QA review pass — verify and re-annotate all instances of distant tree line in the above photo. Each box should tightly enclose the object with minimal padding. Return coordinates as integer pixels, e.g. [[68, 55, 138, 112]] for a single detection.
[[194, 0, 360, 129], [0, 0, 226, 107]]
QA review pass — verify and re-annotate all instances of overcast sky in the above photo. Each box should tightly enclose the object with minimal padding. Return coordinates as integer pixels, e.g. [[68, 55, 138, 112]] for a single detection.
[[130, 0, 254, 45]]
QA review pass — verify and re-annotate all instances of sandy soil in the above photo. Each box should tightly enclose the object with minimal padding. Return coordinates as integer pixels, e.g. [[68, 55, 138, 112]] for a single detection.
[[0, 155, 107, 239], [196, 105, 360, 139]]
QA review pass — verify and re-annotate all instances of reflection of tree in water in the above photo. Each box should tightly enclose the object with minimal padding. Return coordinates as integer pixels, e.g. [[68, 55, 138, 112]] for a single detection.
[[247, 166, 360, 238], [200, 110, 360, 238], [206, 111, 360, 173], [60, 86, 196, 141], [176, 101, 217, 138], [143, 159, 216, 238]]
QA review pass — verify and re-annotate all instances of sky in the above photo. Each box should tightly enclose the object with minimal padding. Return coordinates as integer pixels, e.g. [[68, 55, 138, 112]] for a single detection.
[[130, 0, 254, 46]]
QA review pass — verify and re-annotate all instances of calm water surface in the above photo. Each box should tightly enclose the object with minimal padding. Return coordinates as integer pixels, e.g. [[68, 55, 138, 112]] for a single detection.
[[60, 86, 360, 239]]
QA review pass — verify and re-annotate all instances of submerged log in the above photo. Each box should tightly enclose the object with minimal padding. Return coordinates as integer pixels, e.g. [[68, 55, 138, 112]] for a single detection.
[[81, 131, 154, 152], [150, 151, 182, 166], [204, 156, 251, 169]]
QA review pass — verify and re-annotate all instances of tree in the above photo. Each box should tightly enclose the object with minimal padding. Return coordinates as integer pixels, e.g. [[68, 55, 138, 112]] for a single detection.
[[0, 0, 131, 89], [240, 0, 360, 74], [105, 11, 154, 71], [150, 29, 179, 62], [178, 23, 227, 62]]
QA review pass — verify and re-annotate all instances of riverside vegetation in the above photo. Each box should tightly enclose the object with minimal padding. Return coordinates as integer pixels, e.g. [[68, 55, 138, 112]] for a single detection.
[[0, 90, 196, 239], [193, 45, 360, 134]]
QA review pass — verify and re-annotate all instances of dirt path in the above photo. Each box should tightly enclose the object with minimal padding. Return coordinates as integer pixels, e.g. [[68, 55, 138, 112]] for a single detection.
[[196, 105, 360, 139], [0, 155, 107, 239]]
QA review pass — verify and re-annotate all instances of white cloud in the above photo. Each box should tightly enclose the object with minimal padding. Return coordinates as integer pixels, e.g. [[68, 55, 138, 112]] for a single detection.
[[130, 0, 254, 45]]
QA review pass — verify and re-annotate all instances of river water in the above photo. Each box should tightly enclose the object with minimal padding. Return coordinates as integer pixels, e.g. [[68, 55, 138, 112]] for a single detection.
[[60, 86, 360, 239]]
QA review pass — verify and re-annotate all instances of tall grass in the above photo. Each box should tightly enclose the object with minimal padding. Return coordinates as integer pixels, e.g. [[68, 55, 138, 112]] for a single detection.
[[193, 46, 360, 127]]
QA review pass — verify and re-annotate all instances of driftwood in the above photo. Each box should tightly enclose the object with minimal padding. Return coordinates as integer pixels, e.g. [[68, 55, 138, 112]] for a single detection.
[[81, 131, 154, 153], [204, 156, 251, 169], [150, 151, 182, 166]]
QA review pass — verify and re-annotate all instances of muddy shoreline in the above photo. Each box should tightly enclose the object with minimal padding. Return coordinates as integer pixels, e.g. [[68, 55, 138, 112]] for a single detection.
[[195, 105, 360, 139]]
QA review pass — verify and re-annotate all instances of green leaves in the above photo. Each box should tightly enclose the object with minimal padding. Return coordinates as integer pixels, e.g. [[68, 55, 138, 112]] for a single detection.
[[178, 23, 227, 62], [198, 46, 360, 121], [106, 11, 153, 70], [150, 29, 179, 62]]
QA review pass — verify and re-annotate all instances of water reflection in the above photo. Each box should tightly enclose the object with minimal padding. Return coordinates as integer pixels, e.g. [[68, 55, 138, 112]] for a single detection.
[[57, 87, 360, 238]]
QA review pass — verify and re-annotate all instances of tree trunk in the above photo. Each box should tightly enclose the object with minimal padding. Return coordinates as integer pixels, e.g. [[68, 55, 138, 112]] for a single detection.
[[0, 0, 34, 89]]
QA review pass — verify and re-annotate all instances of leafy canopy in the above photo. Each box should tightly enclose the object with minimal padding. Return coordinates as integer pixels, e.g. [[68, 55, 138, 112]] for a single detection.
══════════
» **Task brief**
Go through the listing above and copy out, in full, each line that contains the word "reflection".

» **Final result**
QA review pass — verify and re-annotate all instances of reflection of tree in water in the above photo. Each box should tightly enclose the object with minimal padding. Return coordinates as integer pixels, e.g. [[68, 55, 138, 112]] for a single detection.
QA review pass — verify and re-annotate all instances of water reflection in the above photo. Each box should tightly enclose the object with minimal padding. Return coordinates as integer pixels, e.g. [[68, 55, 138, 112]] for a single detection.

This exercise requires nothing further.